**Source passage**.

[Start of section]

Running your own AI in-house – Part 2 – LLM/LVM – Ollama on the Web (API) and Code Editor

A llama (Lama Glama) in front of the Machu Picchu archeological site, Peru; Photo by Alexandre Buisse; Licensed under CC BY-SA 3.0

In my previous article I showed you how to install Ollama and running your first LLM/LVM, recommend some models, gave you examples on how to script with it and finally how to describe images. This here builds up on that and is the second article in a series of articles on how to run AI in-house.

In my previous article we focused on using Ollama – specifically on CLI – and today we’ll take a look at expanding Ollama to use HTTP(S) such that we can securely accept connections remotely or to use tools which use the HTTP API.

Now, here’s the thing: If you have enough resources on your local machine, you can keep your Ollama installation and just use the Ollama API locally without requiring any further setup. You’ll simply use tools which use the Ollama API and point them to http://localhost:11434/ for your enjoyment. For example, if you’re on Mac, you can use the Enchanted App for a nice chat UI (I recommend the model mistral for this). If you’re a developer and want an AI assistant for your JetBrains or VS Code IDE, you can use Continue (I recommend the model codellama for this).

However, if you don’t have enough resources locally and want to offload things to a server in a secure manner, read on.

⚠️ In the rest of this article, the expectation is that we’re running Ollama on Linux on a server.

The Ollama Service

After you installed Ollama on Linux, you should have a systemd service running. You can verify this with:

systemctl status ollama

If this is – for whatever reason – not enabled, you can manually enable and start it with:

systemctl enable --now ollama

However, we can fine-tune the service a little.

systemctl edit ollama

And we write into it:

[Service]
Environment="OLLAMA_KEEP_ALIVE=-1"

[End of section]

Continue the article on running Ollama on a server, starting right after its last line.

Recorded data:
[Start of section]

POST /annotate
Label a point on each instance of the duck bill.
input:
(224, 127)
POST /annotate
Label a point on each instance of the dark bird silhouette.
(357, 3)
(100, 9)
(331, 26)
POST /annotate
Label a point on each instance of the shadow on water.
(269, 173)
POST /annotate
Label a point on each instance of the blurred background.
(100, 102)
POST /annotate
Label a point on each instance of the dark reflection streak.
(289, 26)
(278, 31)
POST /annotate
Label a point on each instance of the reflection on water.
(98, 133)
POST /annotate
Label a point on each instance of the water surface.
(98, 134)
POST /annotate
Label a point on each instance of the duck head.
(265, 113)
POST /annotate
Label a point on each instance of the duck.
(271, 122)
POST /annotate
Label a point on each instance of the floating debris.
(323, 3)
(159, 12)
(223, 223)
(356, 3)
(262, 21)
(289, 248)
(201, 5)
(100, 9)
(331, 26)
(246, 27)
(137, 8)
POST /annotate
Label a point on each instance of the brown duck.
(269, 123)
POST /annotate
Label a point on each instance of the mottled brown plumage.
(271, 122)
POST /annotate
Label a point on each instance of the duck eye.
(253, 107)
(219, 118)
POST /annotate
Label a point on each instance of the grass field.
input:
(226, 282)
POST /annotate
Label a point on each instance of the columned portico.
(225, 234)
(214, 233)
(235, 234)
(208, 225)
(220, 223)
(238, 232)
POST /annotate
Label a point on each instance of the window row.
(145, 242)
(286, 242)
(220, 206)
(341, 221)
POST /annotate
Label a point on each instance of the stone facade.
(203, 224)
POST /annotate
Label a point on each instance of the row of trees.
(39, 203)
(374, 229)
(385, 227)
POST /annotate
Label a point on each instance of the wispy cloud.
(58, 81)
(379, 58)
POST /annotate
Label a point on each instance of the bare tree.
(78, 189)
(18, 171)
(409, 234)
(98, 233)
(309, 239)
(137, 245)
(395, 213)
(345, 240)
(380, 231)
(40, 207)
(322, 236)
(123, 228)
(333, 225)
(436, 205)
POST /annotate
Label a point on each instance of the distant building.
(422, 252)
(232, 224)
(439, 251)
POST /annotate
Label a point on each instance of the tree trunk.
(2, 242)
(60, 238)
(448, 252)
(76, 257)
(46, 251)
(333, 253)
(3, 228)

[End of section]

**Response area**.
This will make sure that models are not automatically unloaded from memory and instead stay in memory. This is useful if you’re building a dedicated LLM service and want to make responses stay fast; otherwise Ollama would unload models after 5 minutes, and then have to load it back into memory for new requests which wastes time. If you have enough memory, keep it in memory!

Some more tweaks:

Environment="OLLAMA_MAX_LOADED_MODELS=8"
Environment="OLLAMA_NUM_PARALLEL=6"
Environment="OLLAMA_MAX_QUEUE=512"

Here we specify that up to 8 models should stay in memory – if enough memory is available, that is – (meaning that a 9th model would unload a previous model), we specify that up to 6 requests should be processed in parallel and finally we allow 512 requests to be queued up before the API will start to respond with an error due to overload.

The idea here is simple: If you have enough RAM and are using mostly smaller models, and want to use them semi-parallel (for example running Codellama in your IDE while also chatting with Mistral), the context switching will be quicker and you won’t have to wait for Ollama to first unload one model and then load in another model. In simple terms: We skip the constant re-reading from disk by keeping them on standby in RAM.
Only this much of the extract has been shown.